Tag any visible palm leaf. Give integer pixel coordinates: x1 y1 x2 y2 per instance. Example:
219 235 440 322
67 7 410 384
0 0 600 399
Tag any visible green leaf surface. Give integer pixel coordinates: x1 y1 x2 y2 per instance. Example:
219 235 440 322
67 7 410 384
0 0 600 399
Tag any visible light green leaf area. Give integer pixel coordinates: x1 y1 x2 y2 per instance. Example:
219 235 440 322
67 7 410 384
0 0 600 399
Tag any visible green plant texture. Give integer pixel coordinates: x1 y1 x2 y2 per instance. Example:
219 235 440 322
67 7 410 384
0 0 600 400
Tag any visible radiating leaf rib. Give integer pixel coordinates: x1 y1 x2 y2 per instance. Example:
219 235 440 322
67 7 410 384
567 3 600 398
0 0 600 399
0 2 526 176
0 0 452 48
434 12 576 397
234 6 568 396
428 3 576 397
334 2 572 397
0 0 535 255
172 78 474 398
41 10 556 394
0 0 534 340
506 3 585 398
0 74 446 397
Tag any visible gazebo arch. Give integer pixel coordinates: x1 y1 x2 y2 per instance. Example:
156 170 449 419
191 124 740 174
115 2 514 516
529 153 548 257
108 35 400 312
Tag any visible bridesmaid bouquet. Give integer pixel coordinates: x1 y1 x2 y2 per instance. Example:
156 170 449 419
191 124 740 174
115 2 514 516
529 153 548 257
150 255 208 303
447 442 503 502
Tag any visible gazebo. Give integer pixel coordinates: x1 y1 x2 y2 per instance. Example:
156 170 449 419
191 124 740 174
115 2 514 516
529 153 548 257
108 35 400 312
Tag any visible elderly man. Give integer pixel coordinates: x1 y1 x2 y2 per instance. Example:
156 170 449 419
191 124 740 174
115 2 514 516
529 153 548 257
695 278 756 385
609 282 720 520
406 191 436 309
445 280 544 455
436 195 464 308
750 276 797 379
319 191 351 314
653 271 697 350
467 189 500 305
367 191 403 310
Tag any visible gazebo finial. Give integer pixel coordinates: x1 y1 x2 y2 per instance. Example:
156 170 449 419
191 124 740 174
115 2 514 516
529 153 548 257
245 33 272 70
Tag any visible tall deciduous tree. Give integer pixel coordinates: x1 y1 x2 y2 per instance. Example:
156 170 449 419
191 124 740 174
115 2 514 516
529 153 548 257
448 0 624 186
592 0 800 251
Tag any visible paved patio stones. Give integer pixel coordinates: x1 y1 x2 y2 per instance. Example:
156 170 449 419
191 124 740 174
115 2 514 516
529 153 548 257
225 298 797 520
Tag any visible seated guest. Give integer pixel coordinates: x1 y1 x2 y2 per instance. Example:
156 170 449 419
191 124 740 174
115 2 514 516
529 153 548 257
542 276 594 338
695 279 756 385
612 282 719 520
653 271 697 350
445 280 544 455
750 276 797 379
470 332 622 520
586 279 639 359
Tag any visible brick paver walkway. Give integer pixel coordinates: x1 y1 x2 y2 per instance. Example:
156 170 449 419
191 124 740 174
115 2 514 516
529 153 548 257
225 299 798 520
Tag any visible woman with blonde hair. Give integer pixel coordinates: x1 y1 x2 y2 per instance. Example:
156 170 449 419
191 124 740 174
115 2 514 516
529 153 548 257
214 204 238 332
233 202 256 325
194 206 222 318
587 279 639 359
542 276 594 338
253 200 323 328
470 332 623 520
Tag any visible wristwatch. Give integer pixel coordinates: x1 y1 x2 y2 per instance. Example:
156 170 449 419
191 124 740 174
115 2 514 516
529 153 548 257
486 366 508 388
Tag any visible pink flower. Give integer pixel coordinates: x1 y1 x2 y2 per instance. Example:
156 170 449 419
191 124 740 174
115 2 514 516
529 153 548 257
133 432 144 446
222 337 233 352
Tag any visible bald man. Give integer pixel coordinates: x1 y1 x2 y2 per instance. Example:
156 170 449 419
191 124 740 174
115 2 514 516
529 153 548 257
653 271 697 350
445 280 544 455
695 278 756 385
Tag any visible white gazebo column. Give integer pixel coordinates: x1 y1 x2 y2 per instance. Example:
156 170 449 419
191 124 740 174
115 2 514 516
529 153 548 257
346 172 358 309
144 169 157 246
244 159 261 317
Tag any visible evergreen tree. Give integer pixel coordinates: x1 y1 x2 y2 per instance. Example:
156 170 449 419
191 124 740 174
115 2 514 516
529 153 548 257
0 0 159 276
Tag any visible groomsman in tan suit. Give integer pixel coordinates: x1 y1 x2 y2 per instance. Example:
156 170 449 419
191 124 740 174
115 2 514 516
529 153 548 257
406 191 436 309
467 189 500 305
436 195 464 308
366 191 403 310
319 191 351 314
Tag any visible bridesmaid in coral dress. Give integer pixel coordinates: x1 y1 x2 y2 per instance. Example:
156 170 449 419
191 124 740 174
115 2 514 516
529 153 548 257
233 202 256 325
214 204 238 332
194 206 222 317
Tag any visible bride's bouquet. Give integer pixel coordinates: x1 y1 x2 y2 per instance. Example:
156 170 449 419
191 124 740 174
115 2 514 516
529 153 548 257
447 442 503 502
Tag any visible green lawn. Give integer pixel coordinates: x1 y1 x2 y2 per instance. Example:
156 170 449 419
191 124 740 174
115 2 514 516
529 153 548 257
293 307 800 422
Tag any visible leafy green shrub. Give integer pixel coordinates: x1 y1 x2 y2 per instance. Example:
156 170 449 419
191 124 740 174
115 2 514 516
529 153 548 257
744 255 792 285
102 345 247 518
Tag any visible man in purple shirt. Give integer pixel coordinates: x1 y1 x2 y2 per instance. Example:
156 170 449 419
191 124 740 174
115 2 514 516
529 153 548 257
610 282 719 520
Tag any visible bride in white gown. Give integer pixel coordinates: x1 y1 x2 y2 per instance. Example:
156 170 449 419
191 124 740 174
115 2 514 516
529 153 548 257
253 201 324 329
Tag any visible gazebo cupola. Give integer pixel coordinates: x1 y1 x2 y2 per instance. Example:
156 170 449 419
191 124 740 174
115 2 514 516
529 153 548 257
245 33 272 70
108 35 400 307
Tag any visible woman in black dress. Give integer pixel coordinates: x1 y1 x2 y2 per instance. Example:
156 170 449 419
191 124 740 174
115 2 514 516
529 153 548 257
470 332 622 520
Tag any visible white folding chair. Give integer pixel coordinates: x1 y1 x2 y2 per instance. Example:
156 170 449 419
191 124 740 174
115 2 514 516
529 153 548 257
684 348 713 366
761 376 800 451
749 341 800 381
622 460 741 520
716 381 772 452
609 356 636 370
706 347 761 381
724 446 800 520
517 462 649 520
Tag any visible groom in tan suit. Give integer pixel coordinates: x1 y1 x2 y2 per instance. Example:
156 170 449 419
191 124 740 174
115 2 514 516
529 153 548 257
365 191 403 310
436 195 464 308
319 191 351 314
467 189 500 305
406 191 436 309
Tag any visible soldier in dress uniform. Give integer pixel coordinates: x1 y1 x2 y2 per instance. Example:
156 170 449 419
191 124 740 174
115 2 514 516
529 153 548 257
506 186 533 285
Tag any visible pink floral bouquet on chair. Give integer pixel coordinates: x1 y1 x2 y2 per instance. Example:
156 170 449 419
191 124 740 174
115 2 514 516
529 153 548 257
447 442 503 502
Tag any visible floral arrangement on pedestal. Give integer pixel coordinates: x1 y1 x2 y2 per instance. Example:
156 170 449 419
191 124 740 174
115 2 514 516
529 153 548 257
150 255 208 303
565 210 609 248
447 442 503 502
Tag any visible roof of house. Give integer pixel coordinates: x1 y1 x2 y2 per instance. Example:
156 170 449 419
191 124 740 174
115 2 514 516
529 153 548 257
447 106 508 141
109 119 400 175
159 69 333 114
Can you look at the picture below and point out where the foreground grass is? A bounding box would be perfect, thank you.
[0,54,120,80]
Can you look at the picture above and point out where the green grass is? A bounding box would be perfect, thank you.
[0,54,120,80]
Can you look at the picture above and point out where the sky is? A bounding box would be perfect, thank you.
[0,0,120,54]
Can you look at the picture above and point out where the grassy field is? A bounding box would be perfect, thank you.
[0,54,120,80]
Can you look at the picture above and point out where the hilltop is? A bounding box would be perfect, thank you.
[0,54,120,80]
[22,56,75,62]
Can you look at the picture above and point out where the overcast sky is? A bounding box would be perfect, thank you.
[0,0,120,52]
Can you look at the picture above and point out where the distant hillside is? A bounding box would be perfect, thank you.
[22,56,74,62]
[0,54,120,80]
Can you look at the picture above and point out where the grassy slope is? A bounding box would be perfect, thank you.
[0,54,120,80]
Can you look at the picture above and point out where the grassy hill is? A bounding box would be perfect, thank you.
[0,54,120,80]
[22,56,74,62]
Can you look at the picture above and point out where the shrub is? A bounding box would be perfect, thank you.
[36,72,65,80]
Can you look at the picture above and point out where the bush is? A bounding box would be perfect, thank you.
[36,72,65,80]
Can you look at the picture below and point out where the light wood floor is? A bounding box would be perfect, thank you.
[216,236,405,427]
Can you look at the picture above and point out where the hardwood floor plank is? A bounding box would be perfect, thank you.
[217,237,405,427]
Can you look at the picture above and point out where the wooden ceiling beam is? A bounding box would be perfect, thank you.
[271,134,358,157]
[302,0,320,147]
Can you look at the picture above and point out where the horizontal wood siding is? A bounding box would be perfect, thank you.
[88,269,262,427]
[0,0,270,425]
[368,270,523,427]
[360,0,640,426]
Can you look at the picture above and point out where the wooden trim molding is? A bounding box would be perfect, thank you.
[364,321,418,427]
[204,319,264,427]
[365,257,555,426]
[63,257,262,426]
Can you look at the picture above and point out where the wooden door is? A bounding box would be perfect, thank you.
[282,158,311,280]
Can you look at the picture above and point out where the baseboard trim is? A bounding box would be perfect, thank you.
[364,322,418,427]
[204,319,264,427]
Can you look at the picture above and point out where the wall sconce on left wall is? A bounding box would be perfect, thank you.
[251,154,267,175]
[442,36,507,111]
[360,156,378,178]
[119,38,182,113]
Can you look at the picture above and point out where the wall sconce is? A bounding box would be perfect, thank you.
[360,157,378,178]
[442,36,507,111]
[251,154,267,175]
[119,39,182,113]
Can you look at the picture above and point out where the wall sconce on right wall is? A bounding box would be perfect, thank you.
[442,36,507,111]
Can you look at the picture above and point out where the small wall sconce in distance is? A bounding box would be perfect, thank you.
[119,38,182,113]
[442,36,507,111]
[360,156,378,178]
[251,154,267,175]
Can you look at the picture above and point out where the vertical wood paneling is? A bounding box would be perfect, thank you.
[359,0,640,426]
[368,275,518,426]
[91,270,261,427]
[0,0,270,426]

* * * *

Rewrite the records from the line that has "Tag any visible green lawn." through the line that has "108 35 400 307", changing "gazebo cupola" to "gazebo dome" and leaving everything else unchanged.

Tag any visible green lawn. Give integer pixel coordinates: x1 y1 x2 y2 per instance. Example:
156 170 449 419
191 124 740 174
115 2 514 516
529 153 548 257
293 307 800 422
Tag any visible leafy green shrub. Give integer pixel coordinates: x1 y1 x2 y2 per instance. Example:
156 170 449 419
191 124 740 174
115 2 514 516
529 153 548 257
744 255 792 285
102 345 247 518
Tag any visible man in purple shirt. Give integer pixel coordinates: x1 y1 x2 y2 per instance. Example:
156 170 449 419
191 124 740 174
115 2 514 516
529 153 548 257
610 282 719 520
Tag any visible bride in white gown. Give integer pixel coordinates: x1 y1 x2 y2 per instance. Example:
156 170 449 419
191 124 740 174
115 2 514 516
529 153 548 257
253 201 324 329
Tag any visible gazebo dome. Give integer pixel coordinates: x1 y1 x2 y2 per instance. Example:
156 170 449 419
191 124 740 174
115 2 514 516
529 153 548 257
245 33 272 70
108 35 400 307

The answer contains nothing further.